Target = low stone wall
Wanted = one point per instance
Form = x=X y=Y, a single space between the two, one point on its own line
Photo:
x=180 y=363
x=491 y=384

※ ※ ※

#### [What needs to be done]
Change "low stone wall" to "low brick wall" in the lines above and write them out again, leaving everything else as it is.

#### [Solution]
Target = low brick wall
Wanted = one point per instance
Form = x=X y=Y, a single space between the two, one point on its own line
Photo:
x=180 y=363
x=491 y=384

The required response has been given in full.